From the lines below, pull out each one that contains the string "fried", treating uppercase and lowercase letters as distinct.

Image boundary annotation data:
********

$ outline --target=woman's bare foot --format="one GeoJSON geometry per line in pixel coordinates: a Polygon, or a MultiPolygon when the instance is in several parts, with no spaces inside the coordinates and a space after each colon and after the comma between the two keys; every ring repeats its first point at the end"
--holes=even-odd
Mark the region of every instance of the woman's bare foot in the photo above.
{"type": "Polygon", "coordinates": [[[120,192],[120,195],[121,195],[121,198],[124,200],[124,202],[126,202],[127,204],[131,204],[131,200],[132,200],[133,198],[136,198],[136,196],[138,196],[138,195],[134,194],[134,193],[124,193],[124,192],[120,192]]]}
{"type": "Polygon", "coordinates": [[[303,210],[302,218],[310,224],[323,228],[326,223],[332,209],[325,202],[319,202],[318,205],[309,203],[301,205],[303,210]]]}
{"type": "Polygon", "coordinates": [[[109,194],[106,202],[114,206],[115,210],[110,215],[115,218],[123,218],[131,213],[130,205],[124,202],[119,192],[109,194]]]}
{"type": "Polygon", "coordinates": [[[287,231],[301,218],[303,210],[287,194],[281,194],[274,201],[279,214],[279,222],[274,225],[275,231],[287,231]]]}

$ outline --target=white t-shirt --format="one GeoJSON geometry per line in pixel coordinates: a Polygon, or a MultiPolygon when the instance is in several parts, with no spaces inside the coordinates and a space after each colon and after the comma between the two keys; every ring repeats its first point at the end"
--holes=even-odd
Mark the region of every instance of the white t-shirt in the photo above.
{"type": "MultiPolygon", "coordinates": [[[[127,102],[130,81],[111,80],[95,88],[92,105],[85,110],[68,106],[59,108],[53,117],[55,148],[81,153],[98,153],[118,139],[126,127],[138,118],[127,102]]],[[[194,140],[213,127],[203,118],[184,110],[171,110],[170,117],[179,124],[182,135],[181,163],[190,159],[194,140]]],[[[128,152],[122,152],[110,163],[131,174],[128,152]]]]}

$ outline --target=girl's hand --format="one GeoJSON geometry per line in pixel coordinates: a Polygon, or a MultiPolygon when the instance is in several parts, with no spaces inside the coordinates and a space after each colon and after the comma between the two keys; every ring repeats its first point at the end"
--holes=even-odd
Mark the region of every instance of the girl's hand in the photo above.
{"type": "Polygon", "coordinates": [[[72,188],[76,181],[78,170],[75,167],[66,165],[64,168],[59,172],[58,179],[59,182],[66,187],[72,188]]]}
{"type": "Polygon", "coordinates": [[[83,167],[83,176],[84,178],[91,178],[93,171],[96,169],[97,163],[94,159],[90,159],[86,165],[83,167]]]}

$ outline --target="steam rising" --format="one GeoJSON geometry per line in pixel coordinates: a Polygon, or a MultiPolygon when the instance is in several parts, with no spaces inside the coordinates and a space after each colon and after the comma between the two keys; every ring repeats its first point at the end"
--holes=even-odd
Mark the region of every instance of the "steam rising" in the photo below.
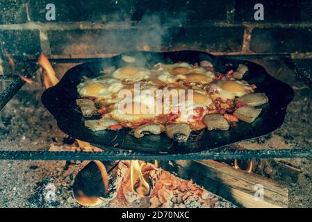
{"type": "Polygon", "coordinates": [[[145,15],[138,22],[117,19],[106,23],[105,29],[76,30],[74,34],[70,31],[63,39],[66,46],[60,44],[60,51],[63,55],[160,51],[170,42],[172,28],[183,26],[186,17],[184,12],[170,16],[161,12],[145,15]]]}

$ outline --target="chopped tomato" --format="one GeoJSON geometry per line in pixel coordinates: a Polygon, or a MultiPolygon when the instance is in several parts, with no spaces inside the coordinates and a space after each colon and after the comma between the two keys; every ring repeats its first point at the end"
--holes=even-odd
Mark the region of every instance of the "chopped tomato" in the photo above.
{"type": "Polygon", "coordinates": [[[122,128],[122,125],[113,125],[109,128],[110,130],[120,130],[122,128]]]}
{"type": "Polygon", "coordinates": [[[224,117],[224,119],[227,119],[229,122],[238,122],[238,119],[236,118],[236,117],[225,113],[223,117],[224,117]]]}
{"type": "Polygon", "coordinates": [[[99,114],[104,114],[107,110],[107,108],[104,106],[101,107],[99,110],[97,110],[97,112],[99,114]]]}
{"type": "Polygon", "coordinates": [[[133,123],[132,123],[132,127],[134,129],[136,129],[137,128],[141,126],[142,125],[147,124],[147,123],[150,123],[152,121],[153,121],[152,119],[143,119],[143,120],[142,120],[140,122],[133,123]]]}
{"type": "Polygon", "coordinates": [[[231,99],[227,99],[227,101],[225,101],[225,103],[229,105],[229,106],[233,106],[234,105],[234,102],[233,101],[233,100],[231,99]]]}
{"type": "Polygon", "coordinates": [[[217,76],[217,80],[225,80],[225,77],[222,74],[220,74],[219,76],[217,76]]]}
{"type": "Polygon", "coordinates": [[[237,110],[243,106],[244,106],[244,103],[241,101],[238,101],[235,104],[235,109],[237,110]]]}
{"type": "Polygon", "coordinates": [[[199,120],[196,122],[196,126],[197,126],[198,128],[206,128],[206,126],[201,120],[199,120]]]}
{"type": "Polygon", "coordinates": [[[203,107],[197,107],[195,108],[195,111],[198,113],[198,117],[202,117],[204,114],[204,108],[203,107]]]}
{"type": "Polygon", "coordinates": [[[179,117],[181,116],[181,113],[178,112],[178,113],[175,113],[175,114],[169,114],[169,121],[172,121],[176,120],[176,119],[178,119],[179,117]]]}
{"type": "Polygon", "coordinates": [[[97,99],[97,97],[95,97],[95,96],[88,96],[88,99],[89,99],[90,100],[94,101],[94,100],[97,99]]]}
{"type": "Polygon", "coordinates": [[[184,83],[183,85],[184,85],[186,86],[186,87],[190,86],[190,83],[184,83]]]}

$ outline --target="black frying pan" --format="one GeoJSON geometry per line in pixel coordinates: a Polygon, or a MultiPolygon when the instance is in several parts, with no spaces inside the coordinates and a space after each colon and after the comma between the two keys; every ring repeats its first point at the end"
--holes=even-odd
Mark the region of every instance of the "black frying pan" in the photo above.
{"type": "Polygon", "coordinates": [[[147,153],[189,153],[222,147],[237,142],[265,135],[279,128],[283,123],[286,108],[293,98],[293,89],[287,84],[270,76],[261,66],[253,62],[229,60],[196,51],[181,51],[165,53],[132,52],[126,55],[140,57],[144,64],[152,65],[157,62],[186,62],[190,64],[208,60],[215,69],[226,71],[237,68],[243,63],[249,68],[244,80],[256,84],[256,92],[264,92],[269,98],[269,104],[263,106],[260,116],[252,123],[240,121],[237,126],[228,131],[203,130],[194,132],[184,144],[178,144],[165,135],[145,136],[137,139],[129,134],[129,129],[119,131],[101,130],[92,132],[83,124],[84,117],[79,112],[75,100],[79,98],[76,85],[82,76],[95,78],[100,71],[114,65],[122,65],[122,56],[104,58],[97,62],[87,62],[68,70],[60,82],[44,91],[42,101],[56,118],[58,127],[66,134],[76,139],[90,142],[106,149],[128,149],[147,153]],[[114,145],[118,144],[117,147],[114,145]]]}

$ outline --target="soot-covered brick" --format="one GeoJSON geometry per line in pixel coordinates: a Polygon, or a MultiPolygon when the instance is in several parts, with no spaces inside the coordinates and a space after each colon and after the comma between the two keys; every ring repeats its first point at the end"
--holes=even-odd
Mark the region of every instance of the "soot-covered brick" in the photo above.
{"type": "Polygon", "coordinates": [[[22,0],[0,1],[0,24],[19,24],[27,22],[25,4],[22,0]]]}
{"type": "Polygon", "coordinates": [[[38,30],[1,30],[0,40],[9,54],[35,55],[41,51],[38,30]]]}
{"type": "Polygon", "coordinates": [[[252,33],[250,50],[256,53],[312,51],[309,28],[256,28],[252,33]]]}

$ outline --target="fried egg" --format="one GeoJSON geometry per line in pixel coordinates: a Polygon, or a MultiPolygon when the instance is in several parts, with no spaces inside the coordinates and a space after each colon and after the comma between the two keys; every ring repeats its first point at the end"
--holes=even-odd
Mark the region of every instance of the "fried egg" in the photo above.
{"type": "Polygon", "coordinates": [[[243,96],[249,88],[240,81],[220,81],[217,83],[217,85],[220,89],[217,94],[213,94],[213,96],[221,98],[224,101],[243,96]]]}
{"type": "Polygon", "coordinates": [[[119,68],[112,74],[112,77],[126,81],[138,81],[149,78],[151,71],[143,67],[124,67],[119,68]]]}
{"type": "Polygon", "coordinates": [[[155,98],[151,94],[141,94],[125,98],[114,105],[110,116],[118,121],[140,122],[156,117],[155,98]]]}
{"type": "Polygon", "coordinates": [[[188,83],[208,84],[212,82],[215,75],[211,71],[204,73],[193,73],[186,76],[185,80],[188,83]]]}
{"type": "Polygon", "coordinates": [[[190,64],[187,62],[178,62],[170,65],[158,63],[154,65],[154,69],[158,71],[167,71],[172,75],[187,75],[192,68],[190,64]]]}
{"type": "MultiPolygon", "coordinates": [[[[180,92],[181,89],[176,88],[176,89],[180,92]]],[[[199,114],[196,112],[197,108],[203,108],[203,110],[206,110],[205,108],[212,104],[212,100],[206,94],[204,91],[194,90],[192,93],[189,94],[187,90],[186,89],[183,97],[179,98],[179,103],[177,104],[172,104],[174,106],[172,108],[172,110],[176,110],[176,108],[174,108],[174,106],[178,106],[179,110],[180,111],[180,116],[176,119],[176,122],[189,121],[192,117],[199,114]],[[183,98],[184,98],[184,101],[181,101],[183,98]]]]}
{"type": "Polygon", "coordinates": [[[81,96],[110,99],[112,94],[117,93],[123,87],[119,80],[99,77],[79,83],[77,90],[81,96]]]}

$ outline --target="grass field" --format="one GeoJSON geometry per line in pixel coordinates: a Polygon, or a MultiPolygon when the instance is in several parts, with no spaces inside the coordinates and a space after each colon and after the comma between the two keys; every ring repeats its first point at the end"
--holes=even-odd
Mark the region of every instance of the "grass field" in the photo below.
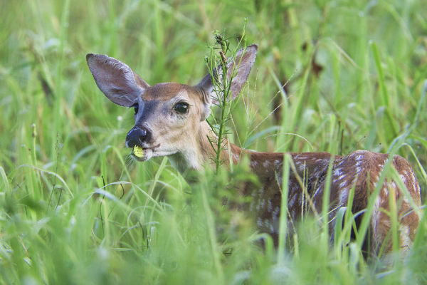
{"type": "Polygon", "coordinates": [[[385,271],[354,244],[320,242],[309,219],[285,253],[261,249],[263,234],[221,207],[227,173],[203,172],[190,187],[166,158],[128,160],[134,111],[102,94],[85,62],[88,53],[108,54],[150,85],[196,84],[212,31],[241,36],[246,18],[247,43],[258,45],[243,95],[253,100],[234,110],[231,141],[260,151],[396,152],[424,198],[425,6],[1,1],[0,284],[427,283],[426,214],[411,255],[385,271]]]}

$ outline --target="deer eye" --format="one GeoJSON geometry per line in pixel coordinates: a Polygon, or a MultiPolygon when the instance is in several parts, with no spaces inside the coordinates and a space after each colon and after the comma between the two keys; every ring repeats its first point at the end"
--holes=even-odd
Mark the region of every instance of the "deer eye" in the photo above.
{"type": "Polygon", "coordinates": [[[139,109],[139,105],[138,105],[137,103],[135,103],[132,106],[134,108],[134,110],[135,110],[135,114],[138,113],[138,110],[139,109]]]}
{"type": "Polygon", "coordinates": [[[189,105],[184,103],[179,103],[175,105],[174,109],[181,114],[185,114],[189,111],[189,105]]]}

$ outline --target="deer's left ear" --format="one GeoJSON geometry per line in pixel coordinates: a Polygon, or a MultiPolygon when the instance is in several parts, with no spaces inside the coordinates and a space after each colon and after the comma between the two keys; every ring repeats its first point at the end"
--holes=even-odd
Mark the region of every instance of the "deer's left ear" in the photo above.
{"type": "MultiPolygon", "coordinates": [[[[257,51],[258,46],[255,44],[249,46],[246,49],[242,48],[237,51],[236,58],[227,63],[227,80],[230,81],[232,78],[231,86],[230,86],[231,100],[238,95],[245,86],[249,76],[251,68],[255,62],[257,51]]],[[[204,90],[204,93],[206,95],[206,98],[203,98],[204,102],[209,105],[209,108],[210,105],[218,103],[218,98],[214,90],[214,86],[216,85],[216,83],[220,82],[219,76],[222,76],[222,66],[218,66],[216,68],[214,69],[213,75],[208,74],[197,85],[198,87],[204,90]],[[215,81],[216,84],[214,84],[214,81],[215,81]]]]}

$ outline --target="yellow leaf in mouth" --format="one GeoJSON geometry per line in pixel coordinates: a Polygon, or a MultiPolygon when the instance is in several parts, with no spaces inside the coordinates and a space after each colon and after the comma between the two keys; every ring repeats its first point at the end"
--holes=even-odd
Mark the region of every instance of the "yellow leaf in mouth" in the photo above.
{"type": "Polygon", "coordinates": [[[134,155],[138,157],[144,157],[144,150],[137,145],[134,147],[134,155]]]}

********

SOLUTION FOR THIS PROBLEM:
$ outline --target="fried egg" --format="one GeoJSON geometry per line in pixel coordinates: a Polygon, or a MultiPolygon when the instance is in several parts, with no spaces inside the coordinates and a space after each colon and after the comma between the two keys; every ring repeats its first point at the end"
Mark the region of every instance of the "fried egg" in the photo above.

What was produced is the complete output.